What this task involves - The required result is the exact run of lines beginning at the one containing "Practice. Spot the mountain" and ending at the last line of the entries.

Task data -
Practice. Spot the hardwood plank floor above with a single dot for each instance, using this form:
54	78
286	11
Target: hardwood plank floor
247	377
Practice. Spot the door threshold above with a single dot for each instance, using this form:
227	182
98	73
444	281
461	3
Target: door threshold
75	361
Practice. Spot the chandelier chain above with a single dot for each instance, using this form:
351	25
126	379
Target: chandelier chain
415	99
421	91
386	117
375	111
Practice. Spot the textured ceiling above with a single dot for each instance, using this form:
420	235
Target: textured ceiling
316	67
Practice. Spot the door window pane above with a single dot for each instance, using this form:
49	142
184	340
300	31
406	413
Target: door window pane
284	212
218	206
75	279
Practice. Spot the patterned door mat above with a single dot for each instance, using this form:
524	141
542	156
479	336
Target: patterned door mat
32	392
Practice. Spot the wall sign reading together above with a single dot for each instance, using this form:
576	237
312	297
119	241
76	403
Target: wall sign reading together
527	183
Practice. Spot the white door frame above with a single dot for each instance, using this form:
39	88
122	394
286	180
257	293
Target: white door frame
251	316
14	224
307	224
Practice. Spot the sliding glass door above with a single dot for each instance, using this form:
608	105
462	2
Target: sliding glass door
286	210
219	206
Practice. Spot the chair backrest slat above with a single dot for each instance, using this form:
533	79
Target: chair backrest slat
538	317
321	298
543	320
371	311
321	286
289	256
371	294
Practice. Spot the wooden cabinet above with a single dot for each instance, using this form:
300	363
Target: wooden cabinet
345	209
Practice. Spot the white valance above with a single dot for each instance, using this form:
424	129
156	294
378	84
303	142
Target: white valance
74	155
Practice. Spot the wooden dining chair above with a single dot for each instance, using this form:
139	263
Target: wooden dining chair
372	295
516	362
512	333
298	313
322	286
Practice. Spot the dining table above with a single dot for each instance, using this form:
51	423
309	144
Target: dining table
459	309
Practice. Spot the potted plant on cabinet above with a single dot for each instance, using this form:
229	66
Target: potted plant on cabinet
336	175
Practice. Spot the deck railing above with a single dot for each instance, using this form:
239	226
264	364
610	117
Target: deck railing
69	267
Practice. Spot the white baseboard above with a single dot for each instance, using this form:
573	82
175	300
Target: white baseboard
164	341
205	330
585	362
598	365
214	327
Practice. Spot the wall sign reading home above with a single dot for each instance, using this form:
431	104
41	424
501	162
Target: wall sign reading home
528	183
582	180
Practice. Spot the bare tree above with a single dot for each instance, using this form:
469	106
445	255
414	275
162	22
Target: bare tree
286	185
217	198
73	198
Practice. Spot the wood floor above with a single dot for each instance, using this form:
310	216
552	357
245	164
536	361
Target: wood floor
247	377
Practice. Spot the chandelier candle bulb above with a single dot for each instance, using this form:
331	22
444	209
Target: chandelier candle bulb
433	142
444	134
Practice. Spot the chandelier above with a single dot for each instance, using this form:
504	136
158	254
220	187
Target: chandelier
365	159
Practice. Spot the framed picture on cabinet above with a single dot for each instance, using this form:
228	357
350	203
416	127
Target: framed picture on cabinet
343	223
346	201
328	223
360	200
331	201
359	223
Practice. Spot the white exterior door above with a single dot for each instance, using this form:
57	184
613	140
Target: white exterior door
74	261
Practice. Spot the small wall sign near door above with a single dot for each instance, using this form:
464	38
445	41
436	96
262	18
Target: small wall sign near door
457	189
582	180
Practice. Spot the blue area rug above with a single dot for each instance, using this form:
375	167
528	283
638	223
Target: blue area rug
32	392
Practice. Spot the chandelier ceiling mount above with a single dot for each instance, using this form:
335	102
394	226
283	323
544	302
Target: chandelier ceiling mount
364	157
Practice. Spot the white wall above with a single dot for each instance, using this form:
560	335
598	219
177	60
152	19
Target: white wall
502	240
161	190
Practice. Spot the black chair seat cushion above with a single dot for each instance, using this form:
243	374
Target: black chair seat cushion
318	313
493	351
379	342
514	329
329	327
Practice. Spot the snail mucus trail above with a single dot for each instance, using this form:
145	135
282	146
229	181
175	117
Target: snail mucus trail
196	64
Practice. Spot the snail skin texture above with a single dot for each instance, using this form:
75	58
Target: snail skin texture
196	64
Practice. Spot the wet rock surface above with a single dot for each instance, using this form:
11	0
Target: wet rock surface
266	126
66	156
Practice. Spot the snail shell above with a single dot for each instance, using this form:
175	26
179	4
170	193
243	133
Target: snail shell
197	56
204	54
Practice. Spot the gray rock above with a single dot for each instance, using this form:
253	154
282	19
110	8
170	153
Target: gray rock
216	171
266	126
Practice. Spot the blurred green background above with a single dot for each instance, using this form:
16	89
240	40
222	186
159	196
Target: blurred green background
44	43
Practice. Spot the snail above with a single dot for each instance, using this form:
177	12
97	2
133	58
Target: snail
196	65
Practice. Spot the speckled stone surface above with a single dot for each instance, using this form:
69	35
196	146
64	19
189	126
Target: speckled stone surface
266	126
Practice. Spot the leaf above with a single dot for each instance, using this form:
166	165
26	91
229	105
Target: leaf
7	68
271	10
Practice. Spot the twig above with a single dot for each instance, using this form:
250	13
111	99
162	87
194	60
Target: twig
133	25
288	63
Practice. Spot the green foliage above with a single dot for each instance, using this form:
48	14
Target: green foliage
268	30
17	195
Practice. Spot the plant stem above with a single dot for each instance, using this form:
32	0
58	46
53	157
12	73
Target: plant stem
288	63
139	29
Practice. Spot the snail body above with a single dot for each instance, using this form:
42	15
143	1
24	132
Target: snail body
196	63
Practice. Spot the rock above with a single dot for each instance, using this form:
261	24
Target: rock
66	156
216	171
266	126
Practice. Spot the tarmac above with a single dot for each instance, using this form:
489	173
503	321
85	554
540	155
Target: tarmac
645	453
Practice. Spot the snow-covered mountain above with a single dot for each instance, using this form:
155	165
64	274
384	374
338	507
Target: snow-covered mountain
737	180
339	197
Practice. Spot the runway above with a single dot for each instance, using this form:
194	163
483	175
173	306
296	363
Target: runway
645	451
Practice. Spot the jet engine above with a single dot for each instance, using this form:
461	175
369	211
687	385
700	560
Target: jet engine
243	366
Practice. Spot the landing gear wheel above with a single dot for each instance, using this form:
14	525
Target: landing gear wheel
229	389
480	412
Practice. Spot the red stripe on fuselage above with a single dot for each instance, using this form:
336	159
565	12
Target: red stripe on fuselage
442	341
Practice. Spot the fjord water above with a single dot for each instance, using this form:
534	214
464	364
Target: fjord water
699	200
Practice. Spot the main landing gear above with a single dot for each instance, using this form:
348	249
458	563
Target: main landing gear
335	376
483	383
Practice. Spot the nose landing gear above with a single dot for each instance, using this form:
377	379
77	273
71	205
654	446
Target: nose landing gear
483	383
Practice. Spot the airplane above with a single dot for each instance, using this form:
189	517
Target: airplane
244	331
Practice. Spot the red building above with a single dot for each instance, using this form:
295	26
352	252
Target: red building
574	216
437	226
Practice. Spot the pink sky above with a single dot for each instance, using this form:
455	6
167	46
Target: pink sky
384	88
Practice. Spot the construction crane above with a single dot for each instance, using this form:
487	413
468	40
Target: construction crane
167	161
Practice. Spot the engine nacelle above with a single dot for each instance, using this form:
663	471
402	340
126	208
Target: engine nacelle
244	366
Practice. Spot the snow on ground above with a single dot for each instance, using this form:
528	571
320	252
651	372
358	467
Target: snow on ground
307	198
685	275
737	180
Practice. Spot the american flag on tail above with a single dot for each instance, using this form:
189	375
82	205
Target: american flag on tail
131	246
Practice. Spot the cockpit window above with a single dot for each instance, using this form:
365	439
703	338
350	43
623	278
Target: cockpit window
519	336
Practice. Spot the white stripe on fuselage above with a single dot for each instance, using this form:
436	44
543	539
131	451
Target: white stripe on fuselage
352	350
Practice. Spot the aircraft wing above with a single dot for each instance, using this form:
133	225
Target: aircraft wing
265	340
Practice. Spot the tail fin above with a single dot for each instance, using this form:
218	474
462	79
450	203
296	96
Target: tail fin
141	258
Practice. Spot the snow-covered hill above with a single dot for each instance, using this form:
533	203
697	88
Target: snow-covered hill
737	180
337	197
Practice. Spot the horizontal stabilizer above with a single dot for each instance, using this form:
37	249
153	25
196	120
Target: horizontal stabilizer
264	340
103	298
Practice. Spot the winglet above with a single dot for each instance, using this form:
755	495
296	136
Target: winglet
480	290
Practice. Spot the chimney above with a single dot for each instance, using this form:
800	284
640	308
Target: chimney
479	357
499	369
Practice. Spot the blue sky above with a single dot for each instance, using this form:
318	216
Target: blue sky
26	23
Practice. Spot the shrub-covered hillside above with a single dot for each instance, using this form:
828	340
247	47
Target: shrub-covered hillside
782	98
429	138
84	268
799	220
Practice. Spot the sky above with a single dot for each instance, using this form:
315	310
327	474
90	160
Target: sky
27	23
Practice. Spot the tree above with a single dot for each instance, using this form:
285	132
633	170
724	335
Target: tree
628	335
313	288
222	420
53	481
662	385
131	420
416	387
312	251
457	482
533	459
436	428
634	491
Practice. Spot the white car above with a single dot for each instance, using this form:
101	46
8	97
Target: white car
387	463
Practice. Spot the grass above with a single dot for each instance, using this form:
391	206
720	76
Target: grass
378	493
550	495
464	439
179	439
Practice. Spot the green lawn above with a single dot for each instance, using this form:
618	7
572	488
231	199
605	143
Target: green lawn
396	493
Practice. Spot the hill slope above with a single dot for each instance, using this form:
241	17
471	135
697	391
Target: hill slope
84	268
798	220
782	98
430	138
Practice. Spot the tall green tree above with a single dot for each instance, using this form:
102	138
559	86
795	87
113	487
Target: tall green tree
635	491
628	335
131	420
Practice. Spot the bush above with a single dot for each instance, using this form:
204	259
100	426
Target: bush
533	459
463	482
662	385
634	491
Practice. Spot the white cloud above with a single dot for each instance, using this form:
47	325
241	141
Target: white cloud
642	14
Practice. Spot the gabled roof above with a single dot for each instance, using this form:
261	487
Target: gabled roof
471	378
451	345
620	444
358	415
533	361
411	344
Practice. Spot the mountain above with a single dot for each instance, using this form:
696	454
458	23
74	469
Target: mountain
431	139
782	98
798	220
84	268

Response to this exercise -
Practice. Spot the mountain above with a single dot for each instance, using this form:
696	454
458	23
74	469
Target: mountain
431	139
782	98
798	220
84	268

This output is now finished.